■ **EXTRAIT SOURCE**
****

MOZART
Don Giovanni. Wilhelm Furtwaengler, Philharmonique de Vienne. 1955. Unitel.****
La réalisation d'un Don Giovanni satisfaisant est un cauchemar. On ne sait d'ailleurs pourquoi. Tantôt la Zerline est grotesque (le film de Losey), tantôt la mise en scène est compassée et la direction sans vie, (Karajan à Salzburg) pour ne pas parler des versions opéra de province, ou ultramodernes (se passant dans un hypermarché ou n'aimporte où, avec un Leporello qu'on confond avec un Don Giovanni). Et puis l'oeuvre est redoutable à chanter et à diriger. Furtwaengler avait fait un DVD Live, à mourir d'ennui, ou plutôt de sommeil tant c'était lent et sombre.
Cete version est exceptionnelle. Elle ne saurait faire oublier peut-être d'éblouissantes représentations avec Mariano Stabile, mais elles ne sont pas enregistrées. Il s'agit ici d'un des tous premiers films d'opéra en couleur, reconstitué d'après une représentation à Salzburg en 1954 mais enregistrée sans public pour les effets spéciaux. La distribution est légendaire avec Cesare Siepi dans le rôle titre. La mise en scène est crédible et s'accorde bien avec la musique. Qu'importe qu'elle soit conventionnelle et fidèle (c'est devenu une insulte aujourd'hui, mais c'est bien agréable). La direction de Furtwaengler est impressionnante de dynamisme, de violence et de précision expressive. C'est la seule version qui me paraisse rendre justice à l'opéra le plus important du XVIIIe siècle, comme l'est Tristan au XIXeme siècle et Wozzeck au XXème.
La Flûte Enchantée
James Levine, Metropolitan opera, décors David Hockney. D.G.

****

■ **LISTE DES ENTRÉES**
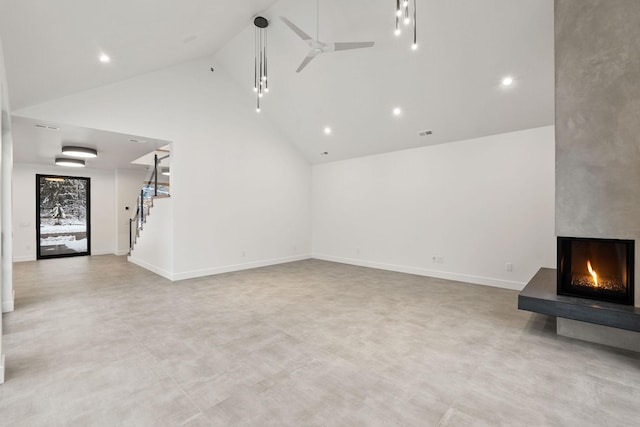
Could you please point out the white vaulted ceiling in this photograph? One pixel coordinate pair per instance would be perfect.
(450, 85)
(51, 47)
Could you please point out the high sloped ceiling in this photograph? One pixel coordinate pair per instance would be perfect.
(51, 47)
(450, 85)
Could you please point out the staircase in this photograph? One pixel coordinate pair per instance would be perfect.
(151, 189)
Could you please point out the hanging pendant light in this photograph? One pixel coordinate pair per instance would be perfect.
(260, 80)
(404, 13)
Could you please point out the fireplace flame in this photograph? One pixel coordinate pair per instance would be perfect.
(593, 273)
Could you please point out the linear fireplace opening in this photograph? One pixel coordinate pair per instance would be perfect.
(600, 269)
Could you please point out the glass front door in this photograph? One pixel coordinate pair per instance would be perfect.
(63, 216)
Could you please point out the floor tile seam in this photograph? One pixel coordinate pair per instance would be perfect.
(196, 406)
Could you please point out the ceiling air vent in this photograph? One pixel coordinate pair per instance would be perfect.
(47, 127)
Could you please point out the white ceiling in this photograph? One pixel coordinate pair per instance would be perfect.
(51, 47)
(42, 145)
(450, 85)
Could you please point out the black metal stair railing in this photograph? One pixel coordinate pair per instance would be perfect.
(151, 189)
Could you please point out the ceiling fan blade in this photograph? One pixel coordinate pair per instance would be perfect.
(298, 31)
(352, 45)
(306, 61)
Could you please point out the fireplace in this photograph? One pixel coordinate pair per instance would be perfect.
(600, 269)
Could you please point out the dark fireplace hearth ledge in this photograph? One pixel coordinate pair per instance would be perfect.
(540, 296)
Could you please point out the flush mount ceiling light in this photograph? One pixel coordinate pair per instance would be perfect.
(403, 13)
(260, 81)
(73, 163)
(79, 152)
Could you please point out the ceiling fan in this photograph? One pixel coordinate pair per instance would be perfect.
(318, 47)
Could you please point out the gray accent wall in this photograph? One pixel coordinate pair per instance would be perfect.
(597, 50)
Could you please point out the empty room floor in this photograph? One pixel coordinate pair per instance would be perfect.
(99, 341)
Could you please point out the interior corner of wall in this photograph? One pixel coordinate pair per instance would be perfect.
(1, 368)
(8, 306)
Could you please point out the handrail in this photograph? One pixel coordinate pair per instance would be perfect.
(140, 216)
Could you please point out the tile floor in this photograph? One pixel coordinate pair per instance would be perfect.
(98, 341)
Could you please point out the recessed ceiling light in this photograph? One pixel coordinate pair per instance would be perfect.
(507, 81)
(74, 163)
(79, 152)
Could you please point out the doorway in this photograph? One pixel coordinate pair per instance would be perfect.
(63, 220)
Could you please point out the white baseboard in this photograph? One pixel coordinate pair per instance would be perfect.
(237, 267)
(164, 273)
(24, 258)
(8, 306)
(419, 271)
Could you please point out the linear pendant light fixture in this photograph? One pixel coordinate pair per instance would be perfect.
(79, 152)
(403, 14)
(260, 81)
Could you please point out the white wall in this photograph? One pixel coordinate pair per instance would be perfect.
(5, 288)
(478, 203)
(24, 208)
(128, 185)
(240, 191)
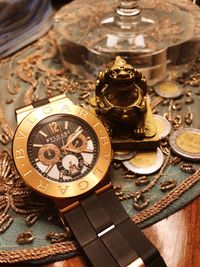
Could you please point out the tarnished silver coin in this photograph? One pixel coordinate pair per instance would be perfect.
(169, 89)
(162, 125)
(185, 142)
(124, 155)
(145, 162)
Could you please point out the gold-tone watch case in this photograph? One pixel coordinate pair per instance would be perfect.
(49, 187)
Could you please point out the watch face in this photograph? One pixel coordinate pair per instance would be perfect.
(63, 148)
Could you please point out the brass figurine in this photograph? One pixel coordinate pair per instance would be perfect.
(123, 106)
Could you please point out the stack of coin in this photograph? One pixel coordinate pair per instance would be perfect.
(185, 142)
(169, 89)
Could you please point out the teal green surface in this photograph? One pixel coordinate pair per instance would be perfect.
(42, 227)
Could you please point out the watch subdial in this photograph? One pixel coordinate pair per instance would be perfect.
(49, 154)
(79, 144)
(71, 165)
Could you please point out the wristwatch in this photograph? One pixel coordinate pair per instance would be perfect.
(63, 152)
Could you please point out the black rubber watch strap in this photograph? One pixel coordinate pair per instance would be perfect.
(108, 236)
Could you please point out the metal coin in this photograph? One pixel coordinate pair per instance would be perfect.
(145, 162)
(163, 126)
(124, 155)
(185, 142)
(168, 89)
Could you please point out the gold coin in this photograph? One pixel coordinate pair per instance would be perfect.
(169, 89)
(186, 143)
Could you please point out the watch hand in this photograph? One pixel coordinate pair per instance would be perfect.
(71, 138)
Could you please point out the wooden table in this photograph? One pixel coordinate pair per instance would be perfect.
(177, 238)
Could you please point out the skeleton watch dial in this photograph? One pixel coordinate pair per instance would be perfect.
(63, 148)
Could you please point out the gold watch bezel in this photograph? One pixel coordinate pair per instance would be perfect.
(44, 185)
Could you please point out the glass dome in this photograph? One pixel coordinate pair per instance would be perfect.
(91, 34)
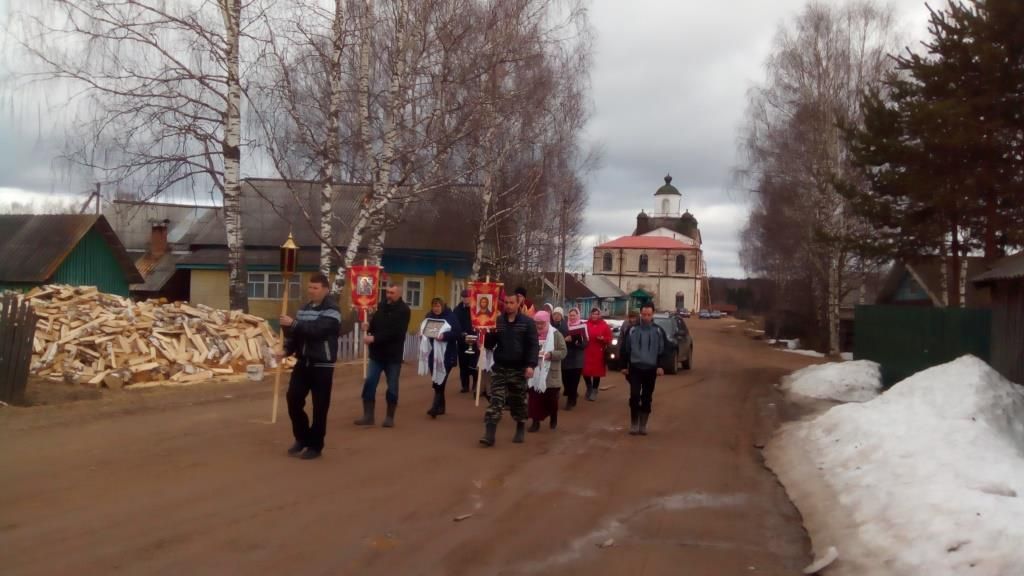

****

■ **TÂCHES À RÉALISER**
1 - Recopiez fidèlement le passage de la critique allant de « Cete version est » jusqu'à « Wozzeck au XXème. » inclus.
2 - Relevez tous les titres d'opéras cités dans la critique.
3 - Prolongez la critique des opéras de Mozart à partir de son dernier paragraphe.
Les entrées constituent un matériau distinct de la critique.

■ **RÉSULTATS OBTENUS**
1 -
Cete version est exceptionnelle. Elle ne saurait faire oublier peut-être d'éblouissantes représentations avec Mariano Stabile, mais elles ne sont pas enregistrées. Il s'agit ici d'un des tous premiers films d'opéra en couleur, reconstitué d'après une représentation à Salzburg en 1954 mais enregistrée sans public pour les effets spéciaux. La distribution est légendaire avec Cesare Siepi dans le rôle titre. La mise en scène est crédible et s'accorde bien avec la musique. Qu'importe qu'elle soit conventionnelle et fidèle (c'est devenu une insulte aujourd'hui, mais c'est bien agréable). La direction de Furtwaengler est impressionnante de dynamisme, de violence et de précision expressive. C'est la seule version qui me paraisse rendre justice à l'opéra le plus important du XVIIIe siècle, comme l'est Tristan au XIXeme siècle et Wozzeck au XXème.

2 - Don Giovanni, Tristan, Wozzeck, La Flûte Enchantée

3 -
Pour les débutants, c'est certainement la plus satisfaisante. Moins par la direction classique et lourde du gros et omniprésent Levine, qui est insupportable par ses mimiques et ses minauderies, que par la délicieuse mise en scène, une distribution plus que correcte, et surtout les décors magiques du coloriste David Hockney. Un enchantement. Baldessari, vient de me déclarer qu'il n'aime pas Hockney. Il préfère la m*** de Mc Carthy. Il a sans doute raison su point de vue de l'histoire de l'Art. Mais Mozart ne va pas avec la m*** et les amateurs d'opéra mozartien non plus. Alors, laissons nous charmer par une version fidèle dans la lettre et l'esprit.
J'entends déjà des objections. Et Ingmar Bergman qu'en faites vous?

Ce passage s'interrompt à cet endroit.